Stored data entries
--- START ---
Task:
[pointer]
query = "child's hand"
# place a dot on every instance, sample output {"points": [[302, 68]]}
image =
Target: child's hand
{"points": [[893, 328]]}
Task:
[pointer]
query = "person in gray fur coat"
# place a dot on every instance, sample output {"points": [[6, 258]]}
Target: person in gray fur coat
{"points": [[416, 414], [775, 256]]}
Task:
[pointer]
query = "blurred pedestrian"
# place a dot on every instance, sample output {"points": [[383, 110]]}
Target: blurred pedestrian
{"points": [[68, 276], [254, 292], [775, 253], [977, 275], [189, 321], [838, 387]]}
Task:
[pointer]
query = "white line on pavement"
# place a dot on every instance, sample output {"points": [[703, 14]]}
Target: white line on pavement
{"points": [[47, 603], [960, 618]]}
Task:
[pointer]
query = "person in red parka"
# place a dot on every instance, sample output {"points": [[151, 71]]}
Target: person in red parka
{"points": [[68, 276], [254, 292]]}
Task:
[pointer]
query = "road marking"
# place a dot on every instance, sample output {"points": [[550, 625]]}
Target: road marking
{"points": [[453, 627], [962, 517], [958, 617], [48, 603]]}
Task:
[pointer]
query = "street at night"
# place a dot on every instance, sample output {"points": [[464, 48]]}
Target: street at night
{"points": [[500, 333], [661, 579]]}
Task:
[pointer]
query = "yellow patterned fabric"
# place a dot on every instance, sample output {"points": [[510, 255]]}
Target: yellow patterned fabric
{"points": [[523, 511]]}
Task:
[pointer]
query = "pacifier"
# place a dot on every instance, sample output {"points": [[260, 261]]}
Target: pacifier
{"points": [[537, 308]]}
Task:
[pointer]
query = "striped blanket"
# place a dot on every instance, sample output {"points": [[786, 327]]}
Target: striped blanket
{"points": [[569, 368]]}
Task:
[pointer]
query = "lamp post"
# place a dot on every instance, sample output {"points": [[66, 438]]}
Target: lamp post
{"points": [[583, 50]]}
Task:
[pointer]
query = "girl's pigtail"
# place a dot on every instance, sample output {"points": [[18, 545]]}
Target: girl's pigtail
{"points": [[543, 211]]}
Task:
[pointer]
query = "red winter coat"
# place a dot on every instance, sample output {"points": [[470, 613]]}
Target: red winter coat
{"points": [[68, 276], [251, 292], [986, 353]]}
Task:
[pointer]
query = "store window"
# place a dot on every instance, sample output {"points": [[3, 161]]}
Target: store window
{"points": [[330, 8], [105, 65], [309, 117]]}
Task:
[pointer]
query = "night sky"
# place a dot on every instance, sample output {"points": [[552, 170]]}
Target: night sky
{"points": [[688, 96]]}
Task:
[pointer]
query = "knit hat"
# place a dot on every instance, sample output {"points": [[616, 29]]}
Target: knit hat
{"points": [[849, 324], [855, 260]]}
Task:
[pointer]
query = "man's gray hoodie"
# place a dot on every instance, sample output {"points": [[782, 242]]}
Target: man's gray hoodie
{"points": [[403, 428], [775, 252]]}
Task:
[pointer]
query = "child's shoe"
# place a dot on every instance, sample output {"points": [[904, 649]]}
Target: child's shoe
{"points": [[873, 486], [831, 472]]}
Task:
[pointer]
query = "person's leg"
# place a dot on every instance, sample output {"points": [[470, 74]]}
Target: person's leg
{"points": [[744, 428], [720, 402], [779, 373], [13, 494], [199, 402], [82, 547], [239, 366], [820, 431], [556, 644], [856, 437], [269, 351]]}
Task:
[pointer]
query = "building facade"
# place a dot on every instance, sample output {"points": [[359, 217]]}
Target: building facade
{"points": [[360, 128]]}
--- END ---
[Exercise prompt]: Please restate every record above word for word.

[Response area]:
Task:
[pointer]
query = "child's hand"
# place a dot on every instance, sample output {"points": [[302, 68]]}
image =
Target: child's hand
{"points": [[893, 328]]}
Task:
[pointer]
query = "person in gray fur coat"
# place a dot on every instance, sample output {"points": [[6, 258]]}
Target: person in gray fur coat
{"points": [[416, 414], [775, 256]]}
Task:
[pointer]
query = "blurred pedestrian"
# place a dot on every instance, sample output {"points": [[383, 110]]}
Target: blurred pedestrian
{"points": [[68, 276], [254, 292], [775, 253], [977, 275], [189, 321], [838, 387]]}
Task:
[pointer]
query = "white line on pavement"
# place a dot on every instance, sample output {"points": [[703, 14]]}
Target: white line on pavement
{"points": [[47, 603], [960, 618]]}
Task:
[pointer]
query = "person in red parka"
# place a dot on every instance, sample output {"points": [[151, 71]]}
Target: person in red parka
{"points": [[68, 276], [254, 292]]}
Task:
[pointer]
query = "road marking"
# place a dot on every instance, sample output {"points": [[550, 625]]}
Target: road marking
{"points": [[453, 627], [962, 517], [958, 617], [48, 603]]}
Task:
[pointer]
query = "street at night"
# place a dot on every instance, sample output {"points": [[464, 48]]}
Target: street at night
{"points": [[500, 333], [661, 579]]}
Task:
[pointer]
query = "yellow patterned fabric"
# place a dot on every instance, sample output {"points": [[510, 255]]}
Target: yellow patterned fabric
{"points": [[523, 511]]}
Task:
[pointer]
query = "pacifier"
# place a dot on every instance, sample output {"points": [[260, 261]]}
Target: pacifier
{"points": [[537, 308]]}
Task:
[pointer]
query = "striped blanket"
# place a dot on every instance, sample output {"points": [[786, 327]]}
Target: striped blanket
{"points": [[569, 368]]}
Task:
[pointer]
query = "lamp post"
# place a dot on every instance, sample output {"points": [[66, 438]]}
Target: lamp post
{"points": [[583, 50]]}
Task:
[pointer]
query = "girl's pigtail"
# place a dot on every instance, sample output {"points": [[18, 545]]}
Target: girl's pigtail
{"points": [[543, 211]]}
Task:
[pointer]
query = "red winter coat"
# place a dot on every instance, sample output {"points": [[470, 613]]}
Target: red winter coat
{"points": [[68, 276], [251, 292], [986, 353]]}
Task:
[pointer]
query = "store window"
# place a dot on every instance, sample output {"points": [[3, 161]]}
Target: store window
{"points": [[330, 8], [105, 65], [309, 117]]}
Task:
[pointer]
query = "night sky"
# place a dot on every instance, sample output {"points": [[552, 170]]}
Target: night sky
{"points": [[688, 96]]}
Task:
[pointer]
query = "knit hat"
# place a dot on every instance, sample output {"points": [[616, 29]]}
Target: knit hat
{"points": [[849, 324], [855, 260]]}
Task:
[pointer]
query = "man's gray hoodie"
# place a dot on every instance, sample output {"points": [[782, 242]]}
Target: man's gray hoodie
{"points": [[403, 428], [775, 252]]}
Task:
[pointer]
query = "child's shoe"
# place a dot on every instance, sample output {"points": [[904, 649]]}
Target: child's shoe
{"points": [[873, 486], [831, 472]]}
Task:
[pointer]
query = "person's leg"
# place a dot on every instance, sample output {"points": [[470, 74]]}
Target: person's leg
{"points": [[744, 428], [720, 402], [779, 373], [13, 494], [199, 402], [82, 547], [239, 366], [820, 431], [556, 644], [856, 437], [269, 351]]}
Task:
[pointer]
query = "building facade"
# place a dot on every instance, sample output {"points": [[359, 217]]}
Target: building facade
{"points": [[360, 128]]}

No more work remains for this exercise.